Reproduce every line of the material below without any changes.

### Dataset rows
========================================================================

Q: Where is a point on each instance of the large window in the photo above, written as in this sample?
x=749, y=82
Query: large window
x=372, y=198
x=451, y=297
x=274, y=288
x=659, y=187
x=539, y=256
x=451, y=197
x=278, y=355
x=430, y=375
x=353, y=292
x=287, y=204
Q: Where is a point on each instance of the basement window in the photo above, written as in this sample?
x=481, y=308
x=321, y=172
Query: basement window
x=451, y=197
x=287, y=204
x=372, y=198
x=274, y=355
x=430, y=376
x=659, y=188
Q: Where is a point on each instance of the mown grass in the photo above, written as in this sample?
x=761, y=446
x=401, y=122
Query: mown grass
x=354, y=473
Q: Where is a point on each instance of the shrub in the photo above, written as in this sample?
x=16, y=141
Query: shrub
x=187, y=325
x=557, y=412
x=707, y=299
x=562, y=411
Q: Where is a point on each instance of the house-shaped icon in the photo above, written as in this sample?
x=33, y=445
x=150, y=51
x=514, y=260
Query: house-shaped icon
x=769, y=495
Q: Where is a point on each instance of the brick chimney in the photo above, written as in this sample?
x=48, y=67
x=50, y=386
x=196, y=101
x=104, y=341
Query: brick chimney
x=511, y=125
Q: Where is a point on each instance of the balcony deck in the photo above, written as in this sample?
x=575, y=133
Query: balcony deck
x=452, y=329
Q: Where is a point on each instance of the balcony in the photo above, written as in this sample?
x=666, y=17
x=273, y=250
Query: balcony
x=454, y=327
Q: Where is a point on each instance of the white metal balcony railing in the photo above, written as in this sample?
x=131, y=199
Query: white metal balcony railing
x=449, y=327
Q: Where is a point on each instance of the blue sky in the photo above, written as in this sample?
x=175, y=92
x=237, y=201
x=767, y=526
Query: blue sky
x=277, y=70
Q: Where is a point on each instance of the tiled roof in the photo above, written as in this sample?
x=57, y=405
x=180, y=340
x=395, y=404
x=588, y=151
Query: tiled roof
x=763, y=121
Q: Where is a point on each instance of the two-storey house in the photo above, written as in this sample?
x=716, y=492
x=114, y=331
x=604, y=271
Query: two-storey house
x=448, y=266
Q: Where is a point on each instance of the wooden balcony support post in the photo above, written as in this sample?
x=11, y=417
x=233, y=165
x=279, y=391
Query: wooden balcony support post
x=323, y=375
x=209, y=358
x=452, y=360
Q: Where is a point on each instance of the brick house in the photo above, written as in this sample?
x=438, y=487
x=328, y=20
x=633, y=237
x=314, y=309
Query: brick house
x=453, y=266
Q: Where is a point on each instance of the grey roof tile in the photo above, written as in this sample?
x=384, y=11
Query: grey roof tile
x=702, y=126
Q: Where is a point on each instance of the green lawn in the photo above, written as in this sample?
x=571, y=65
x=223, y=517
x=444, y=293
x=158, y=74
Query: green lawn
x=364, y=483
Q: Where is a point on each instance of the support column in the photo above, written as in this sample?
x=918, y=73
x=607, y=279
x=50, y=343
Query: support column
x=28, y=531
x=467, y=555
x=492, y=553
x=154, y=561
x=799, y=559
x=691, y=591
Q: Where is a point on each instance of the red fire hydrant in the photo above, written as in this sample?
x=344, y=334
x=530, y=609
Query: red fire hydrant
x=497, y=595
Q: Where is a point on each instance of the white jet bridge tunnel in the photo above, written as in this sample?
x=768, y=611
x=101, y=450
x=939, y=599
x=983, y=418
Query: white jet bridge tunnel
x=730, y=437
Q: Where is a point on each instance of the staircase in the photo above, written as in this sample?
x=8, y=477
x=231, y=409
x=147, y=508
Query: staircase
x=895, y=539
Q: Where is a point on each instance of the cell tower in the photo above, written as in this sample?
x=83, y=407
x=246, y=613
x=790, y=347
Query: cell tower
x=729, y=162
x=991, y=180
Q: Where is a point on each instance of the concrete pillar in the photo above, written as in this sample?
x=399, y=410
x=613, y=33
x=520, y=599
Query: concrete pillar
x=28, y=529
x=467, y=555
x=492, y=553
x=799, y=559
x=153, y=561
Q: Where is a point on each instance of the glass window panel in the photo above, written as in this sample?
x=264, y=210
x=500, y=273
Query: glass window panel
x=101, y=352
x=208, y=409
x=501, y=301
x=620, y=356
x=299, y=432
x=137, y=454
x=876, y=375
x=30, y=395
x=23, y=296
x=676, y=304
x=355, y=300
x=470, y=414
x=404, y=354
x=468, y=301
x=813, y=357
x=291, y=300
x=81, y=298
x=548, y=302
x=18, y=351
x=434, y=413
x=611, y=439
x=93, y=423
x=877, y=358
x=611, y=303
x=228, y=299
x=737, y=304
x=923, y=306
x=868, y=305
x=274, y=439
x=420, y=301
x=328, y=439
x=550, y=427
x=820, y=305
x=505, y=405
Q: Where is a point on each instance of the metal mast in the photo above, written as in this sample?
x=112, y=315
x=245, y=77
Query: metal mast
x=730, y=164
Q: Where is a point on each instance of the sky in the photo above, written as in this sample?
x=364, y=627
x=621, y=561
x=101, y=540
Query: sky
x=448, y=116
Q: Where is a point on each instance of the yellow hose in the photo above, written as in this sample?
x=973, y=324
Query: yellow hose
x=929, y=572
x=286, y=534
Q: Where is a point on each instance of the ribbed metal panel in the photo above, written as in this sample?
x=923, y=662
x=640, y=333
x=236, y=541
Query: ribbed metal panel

========================================================================

### COMPLETED EXERCISE
Q: Where is a point on each instance of the large window in the photo above, written as in this sample?
x=749, y=82
Query: large window
x=372, y=198
x=451, y=297
x=274, y=288
x=659, y=187
x=539, y=256
x=451, y=197
x=278, y=355
x=430, y=375
x=353, y=292
x=287, y=204
Q: Where is a point on each instance of the basement window in the photo above, written as in this sample?
x=481, y=308
x=321, y=172
Query: basement window
x=451, y=197
x=287, y=204
x=372, y=198
x=274, y=355
x=430, y=376
x=659, y=188
Q: Where is a point on each instance of the mown grass in the photo above, written as in this sample?
x=761, y=446
x=401, y=122
Query: mown grass
x=354, y=473
Q: Where is a point on each instance of the shrub in the photo above, written as in this sample?
x=16, y=141
Query: shrub
x=187, y=325
x=557, y=412
x=707, y=299
x=562, y=411
Q: Where is a point on each instance of the house-shaped icon in the photo above, written as in this sample?
x=33, y=445
x=150, y=51
x=514, y=260
Query: house-shaped icon
x=769, y=495
Q: Where is a point on each instance of the brick chimney in the photo above, written as in this sample?
x=48, y=67
x=50, y=386
x=196, y=101
x=104, y=341
Query: brick chimney
x=511, y=125
Q: Where is a point on each instance of the balcony deck in the photo above, written as in this sample?
x=575, y=133
Query: balcony deck
x=452, y=329
Q: Where is a point on each instance of the balcony in the photo above, written as in this sample?
x=666, y=17
x=273, y=250
Query: balcony
x=454, y=327
Q: Where is a point on each instance of the white metal balcony railing in the photo above, written as in this sample?
x=131, y=199
Query: white metal balcony railing
x=449, y=327
Q: Where is a point on each instance of the blue sky in the photo above, written as in this sample?
x=175, y=92
x=237, y=201
x=767, y=526
Query: blue sky
x=277, y=70
Q: Where is a point on each instance of the tiled roof in the photo above, written as in this sample?
x=57, y=405
x=180, y=340
x=395, y=404
x=588, y=151
Query: tiled roof
x=763, y=121
Q: Where is a point on each instance of the two-storey house in the photo above, written as in this sample?
x=716, y=492
x=114, y=331
x=604, y=271
Query: two-storey house
x=448, y=266
Q: Where is a point on each instance of the wooden balcony support post in the photo above, written as in this sample?
x=11, y=417
x=233, y=165
x=279, y=391
Query: wooden balcony support post
x=323, y=375
x=209, y=358
x=452, y=360
Q: Where is a point on each instance of the brick house in the photo above, written as in this sample?
x=438, y=487
x=328, y=20
x=633, y=237
x=314, y=309
Query: brick house
x=453, y=266
Q: Where is a point on each instance of the grey roof tile in the photo above, written as in this sample?
x=384, y=11
Query: grey roof tile
x=702, y=126
Q: Where is a point on each instance of the green lawn in the photo above, written as in this sample?
x=571, y=65
x=223, y=517
x=444, y=293
x=158, y=74
Query: green lawn
x=364, y=483
Q: Where is a point on each instance of the support column in the photo above, written as in this sample?
x=918, y=73
x=607, y=279
x=50, y=343
Query: support column
x=28, y=531
x=467, y=555
x=492, y=553
x=154, y=561
x=799, y=559
x=691, y=591
Q: Where is a point on each instance of the red fire hydrant in the photo above, written as in this sample?
x=344, y=334
x=530, y=609
Query: red fire hydrant
x=497, y=595
Q: Where is a point on each instance of the white jet bridge tunnel in the photo above, written as in this sample?
x=768, y=611
x=101, y=450
x=939, y=599
x=983, y=418
Query: white jet bridge tunnel
x=730, y=437
Q: Where is a point on each instance of the staircase in the photo above, written as in this sample?
x=8, y=477
x=231, y=409
x=147, y=508
Query: staircase
x=895, y=539
Q: Where is a point on each instance of the cell tower in the photo above, written as in this sample?
x=83, y=407
x=246, y=613
x=790, y=347
Query: cell tower
x=729, y=162
x=991, y=180
Q: Where is a point on each instance of the concrete pillar in the photo above, written as in this sample?
x=399, y=410
x=613, y=33
x=520, y=599
Query: concrete pillar
x=28, y=529
x=467, y=555
x=492, y=553
x=799, y=559
x=153, y=561
Q: Where is a point on each instance of the glass window panel in the photo above, written as in this sample?
x=264, y=210
x=500, y=273
Query: glass window panel
x=101, y=352
x=208, y=409
x=501, y=301
x=620, y=356
x=299, y=432
x=137, y=454
x=876, y=375
x=30, y=395
x=23, y=296
x=676, y=304
x=355, y=300
x=470, y=414
x=404, y=354
x=468, y=301
x=813, y=357
x=291, y=300
x=81, y=298
x=548, y=302
x=18, y=351
x=434, y=413
x=611, y=439
x=93, y=423
x=877, y=358
x=611, y=303
x=228, y=299
x=737, y=304
x=923, y=306
x=868, y=305
x=274, y=439
x=420, y=301
x=328, y=439
x=550, y=427
x=820, y=305
x=505, y=405
Q: Where is a point on each instance of the metal mast in the photo above, written as in this sample?
x=112, y=315
x=245, y=77
Query: metal mast
x=730, y=164
Q: Where is a point on each instance of the sky in the photo above, written as in this sample?
x=364, y=627
x=621, y=561
x=101, y=540
Query: sky
x=448, y=116
Q: Where is a point on each instance of the yellow hose in the photo above, written as in this sample?
x=973, y=324
Query: yellow hose
x=929, y=572
x=286, y=534
Q: Where is a point on each instance of the ribbed metal panel in the photo above, written as in this sample?
x=923, y=662
x=640, y=333
x=236, y=541
Query: ribbed metal panel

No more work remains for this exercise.